▸ What to produce: Rewrite the listing from the line with "Practice. Locate the roof" down to the line with "[(266, 182)]", putting "granite steps" wherever "stone steps" appears and leaving the rest untouched.

▸ Dataset extract:
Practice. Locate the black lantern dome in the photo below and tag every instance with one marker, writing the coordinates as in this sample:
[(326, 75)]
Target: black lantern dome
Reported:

--

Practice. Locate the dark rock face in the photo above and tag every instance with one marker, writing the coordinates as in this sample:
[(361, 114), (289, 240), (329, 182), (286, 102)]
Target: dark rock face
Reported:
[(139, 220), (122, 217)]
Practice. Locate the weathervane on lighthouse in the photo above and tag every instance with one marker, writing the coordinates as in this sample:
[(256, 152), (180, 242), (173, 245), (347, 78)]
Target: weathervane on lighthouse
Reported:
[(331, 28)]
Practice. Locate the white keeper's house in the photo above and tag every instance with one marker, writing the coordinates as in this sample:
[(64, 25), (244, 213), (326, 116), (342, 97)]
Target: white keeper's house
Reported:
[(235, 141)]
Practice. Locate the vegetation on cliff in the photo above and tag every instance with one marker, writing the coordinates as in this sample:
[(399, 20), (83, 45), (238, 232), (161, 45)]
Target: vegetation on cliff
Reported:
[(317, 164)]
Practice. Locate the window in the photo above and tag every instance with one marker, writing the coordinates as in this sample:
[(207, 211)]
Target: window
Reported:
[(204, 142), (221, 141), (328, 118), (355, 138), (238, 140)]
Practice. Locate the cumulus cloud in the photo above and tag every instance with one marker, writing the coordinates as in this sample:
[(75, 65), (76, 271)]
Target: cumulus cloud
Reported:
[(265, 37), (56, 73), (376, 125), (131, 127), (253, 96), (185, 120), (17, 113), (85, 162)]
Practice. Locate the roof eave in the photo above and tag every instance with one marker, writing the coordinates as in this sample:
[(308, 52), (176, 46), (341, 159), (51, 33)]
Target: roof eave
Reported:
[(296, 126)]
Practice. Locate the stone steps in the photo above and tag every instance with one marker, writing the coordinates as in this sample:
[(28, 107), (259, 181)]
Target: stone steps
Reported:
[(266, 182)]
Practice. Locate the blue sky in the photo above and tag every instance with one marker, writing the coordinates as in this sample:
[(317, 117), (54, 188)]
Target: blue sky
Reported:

* * *

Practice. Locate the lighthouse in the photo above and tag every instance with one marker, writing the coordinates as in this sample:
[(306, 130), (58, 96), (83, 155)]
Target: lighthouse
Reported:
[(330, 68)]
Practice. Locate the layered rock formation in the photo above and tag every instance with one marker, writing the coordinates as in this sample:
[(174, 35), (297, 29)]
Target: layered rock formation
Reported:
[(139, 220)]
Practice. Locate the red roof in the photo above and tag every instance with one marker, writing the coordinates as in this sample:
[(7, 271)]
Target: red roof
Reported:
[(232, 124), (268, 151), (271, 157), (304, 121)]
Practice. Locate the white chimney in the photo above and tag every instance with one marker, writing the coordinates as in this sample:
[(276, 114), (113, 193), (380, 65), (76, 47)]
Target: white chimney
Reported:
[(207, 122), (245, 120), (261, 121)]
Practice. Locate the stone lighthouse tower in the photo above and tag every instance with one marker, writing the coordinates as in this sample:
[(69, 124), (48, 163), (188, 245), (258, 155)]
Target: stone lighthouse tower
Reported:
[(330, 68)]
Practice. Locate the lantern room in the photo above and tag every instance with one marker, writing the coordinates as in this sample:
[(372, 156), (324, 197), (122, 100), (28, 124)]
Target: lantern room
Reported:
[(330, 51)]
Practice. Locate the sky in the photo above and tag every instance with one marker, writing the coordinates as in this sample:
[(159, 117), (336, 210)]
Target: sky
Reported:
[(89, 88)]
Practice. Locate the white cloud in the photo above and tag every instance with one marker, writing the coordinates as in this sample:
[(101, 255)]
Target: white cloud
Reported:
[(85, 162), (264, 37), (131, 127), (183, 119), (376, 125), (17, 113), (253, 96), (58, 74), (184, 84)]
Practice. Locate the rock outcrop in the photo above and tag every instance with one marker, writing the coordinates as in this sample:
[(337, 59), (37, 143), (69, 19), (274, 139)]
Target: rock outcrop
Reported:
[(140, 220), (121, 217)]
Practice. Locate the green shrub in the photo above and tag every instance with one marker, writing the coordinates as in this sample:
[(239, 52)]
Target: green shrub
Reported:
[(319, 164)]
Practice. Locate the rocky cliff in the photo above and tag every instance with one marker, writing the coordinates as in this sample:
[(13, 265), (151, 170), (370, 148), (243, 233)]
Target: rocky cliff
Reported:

▸ Complete output:
Practice. Locate the roof eave in the photo above and tag every instance with one marker, writing the coordinates as in this sample:
[(308, 52), (176, 46), (341, 159), (51, 33)]
Target: roof eave
Reported:
[(296, 126)]
Practice. Locate the granite steps in the photo above and tag every instance with one marker, writing the coordinates as in this sample:
[(28, 107), (259, 181)]
Target: granite steps
Reported:
[(266, 182)]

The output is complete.